**YOUR GOAL:**
Copy all of the material below word for word, leaving the pictures out of your answer.

**DATA RECORDS:**

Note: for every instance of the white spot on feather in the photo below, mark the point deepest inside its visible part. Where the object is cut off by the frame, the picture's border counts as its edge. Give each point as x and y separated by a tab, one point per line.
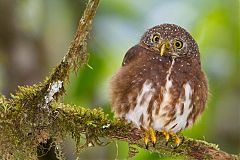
158	119
141	108
181	119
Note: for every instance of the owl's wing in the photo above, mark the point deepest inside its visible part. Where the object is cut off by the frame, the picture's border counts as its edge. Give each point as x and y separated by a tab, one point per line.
131	54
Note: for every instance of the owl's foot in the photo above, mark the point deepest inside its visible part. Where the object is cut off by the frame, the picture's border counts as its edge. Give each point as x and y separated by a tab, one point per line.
172	135
150	135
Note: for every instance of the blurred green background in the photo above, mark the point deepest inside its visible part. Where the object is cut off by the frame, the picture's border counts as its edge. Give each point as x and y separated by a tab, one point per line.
35	34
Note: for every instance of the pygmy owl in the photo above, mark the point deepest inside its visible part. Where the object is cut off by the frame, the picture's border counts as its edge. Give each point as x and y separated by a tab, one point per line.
160	86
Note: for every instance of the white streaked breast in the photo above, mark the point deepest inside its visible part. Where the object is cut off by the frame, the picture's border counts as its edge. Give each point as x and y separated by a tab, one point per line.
141	108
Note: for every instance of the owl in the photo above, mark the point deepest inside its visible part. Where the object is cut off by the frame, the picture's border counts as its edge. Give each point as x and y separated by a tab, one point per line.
160	86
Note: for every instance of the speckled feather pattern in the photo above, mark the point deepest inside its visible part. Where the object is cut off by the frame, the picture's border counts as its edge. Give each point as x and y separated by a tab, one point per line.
161	92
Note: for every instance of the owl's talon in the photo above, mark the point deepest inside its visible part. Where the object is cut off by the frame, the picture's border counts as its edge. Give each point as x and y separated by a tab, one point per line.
166	143
177	141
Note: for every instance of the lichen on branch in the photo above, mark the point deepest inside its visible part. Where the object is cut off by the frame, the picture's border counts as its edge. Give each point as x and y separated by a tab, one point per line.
34	115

**EXERCISE SOLUTION:**
Note: for every instance of the white spot on feather in the photo below, mark the point deepest inside its visible part. Where the object is cut off by the frame, the picture's border counts as its edge. Give each point as x and y separated by a tab, one point per line.
158	119
141	108
181	119
Note: for every instance of the owl's wing in the photo above, mark the point deepest inside its visible part. Where the object is cut off by the frame, the picture's border counts as its edge. Give each point as x and y separated by a tab, one point per line.
131	54
Note: for every instance of the owl's foot in the photo above, mark the point deepest inside its visible part. Where the object is cut off by the frame, the picture's border counts as its edge. Give each point as x and y separated by a tab, one point per line.
172	135
150	135
Note: for every instance of the blurred green background in the photo above, mark the point deepest inside its visible part. Where the object is cut off by the frame, the picture's border counts as its edge. Give each point as x and y separated by a tab, one point per line.
35	34
Note: for every instance of the pygmy owl in the photo above, mark the point deepest inside its visible part. Where the object is cut off by the frame, the picture's border counts as its edge. Give each point as x and y separated by a tab, one point per line.
160	86
Note: for every instance of the white streaked breast in the photo above, mark the point deepest inside its visible part. Where the object is cut off by the frame, the picture's border counts as its edge. Give each point as x and y separated by a tab, one point per line.
141	108
Note: for every instance of the owl in the photo above, mark the point deepest inside its visible part. Where the object is cut off by the frame, the picture's border counts as its edge. Give each point as x and y separated by a tab, one point per line.
160	86
Note: for every instance of the speckled feather pattern in the photo above, mark the point deepest inside its visible part. Where the object is cut off by the frame, the picture's border counts as its edge. Give each point as x and y separated by a tab, one point per line.
161	92
Note: for every instance of the owl's talon in the photo above, mark the point deepest inside its visible part. Where the object is cut off by the frame, the picture's border counts as its edge. Give each point as x and y separated by a tab, one point per line.
166	143
177	141
Note: for every instance of the lichen on branch in the photo above, mark the point deepest inside its visible part. Where the object is cut off by the frame, the picture's border counts as its edge. Give each point as x and y separated by a tab, one point per line.
34	115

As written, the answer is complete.